### PASSAGE TO READ
= Beginning of Section =
Media impacted by cancellation of in-person Prides, for second year

by Joe Siegel

For the second year in a row, fears of COVID-19 have prompted cancellations of Pride festivals in major American cities including Seattle and Washington, D.C.

A story which appeared in San Francisco’s Bay Area Reporter last month reported that Seattle are scrapping their in-person event this June and are once again going virtual due to the pandemic.

Other Prides are likely to follow suit with strictly virtual events this year, while others are contemplating holding hybrid celebrations, with some events virtual and other smaller in-person gatherings. Most of the annual LGBTQ festivals take place in late spring or the summer, just when federal, state and local health officials expect to see most Americans vaccinated against the virus.

Nevertheless, Washington, D.C.’s Metro Weekly reported: “For the second year in a row, Capital Pride will forego a traditional Pride parade, festival and concert this June, due to the COVID-19 pandemic and the scarcity of vaccines to protect against the deadly coronavirus. … Capital Pride Alliance, which organizes the yearly celebration, made the announcement in a news release, expressing hope that a more efficient vaccine rollout might make it possible to hold in-person events sometime around October.”

Editors and publishers of various LGBTQ publications said they are taking the news in stride.

“We will persevere and continue to find new sources of revenue while we await broader vaccinations and perhaps some Pride events can happen in the fall,” said Kevin Naff, editor of the Washington Blade in D.C.
= End of Section =
### ENTRIES SUPPLIED
= Beginning of Section =
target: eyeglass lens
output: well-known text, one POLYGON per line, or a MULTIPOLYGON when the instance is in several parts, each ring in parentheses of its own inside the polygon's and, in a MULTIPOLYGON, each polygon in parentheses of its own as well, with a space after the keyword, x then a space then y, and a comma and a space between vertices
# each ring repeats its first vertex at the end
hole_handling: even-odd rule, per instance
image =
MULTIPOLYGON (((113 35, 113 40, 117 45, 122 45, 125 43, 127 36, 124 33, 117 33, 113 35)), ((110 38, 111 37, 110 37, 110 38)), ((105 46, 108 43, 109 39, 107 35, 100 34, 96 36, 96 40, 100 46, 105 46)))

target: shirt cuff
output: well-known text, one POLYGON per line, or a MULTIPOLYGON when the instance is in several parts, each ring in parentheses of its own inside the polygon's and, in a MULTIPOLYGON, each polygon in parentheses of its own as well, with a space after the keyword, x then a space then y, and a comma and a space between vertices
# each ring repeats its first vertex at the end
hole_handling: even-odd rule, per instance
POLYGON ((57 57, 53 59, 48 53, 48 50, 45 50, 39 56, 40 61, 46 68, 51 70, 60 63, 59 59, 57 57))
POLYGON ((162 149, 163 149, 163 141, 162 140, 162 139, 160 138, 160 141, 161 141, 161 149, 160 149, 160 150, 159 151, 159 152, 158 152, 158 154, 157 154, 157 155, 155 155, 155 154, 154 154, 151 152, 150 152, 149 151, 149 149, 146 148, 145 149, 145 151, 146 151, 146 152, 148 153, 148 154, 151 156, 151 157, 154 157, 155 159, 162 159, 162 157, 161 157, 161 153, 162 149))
= End of Section =
### TASK INSTRUCTIONS
Answer these questions from the article about canceled Pride events above.
(a) Which publication reported that Seattle was scrapping its in-person event this June?
(b) Around what month did Capital Pride Alliance hope in-person events might become possible?
(c) Who is the editor of the Washington Blade?

### SOLVED PROBLEM
(a) San Francisco's Bay Area Reporter
(b) October
(c) Kevin Naff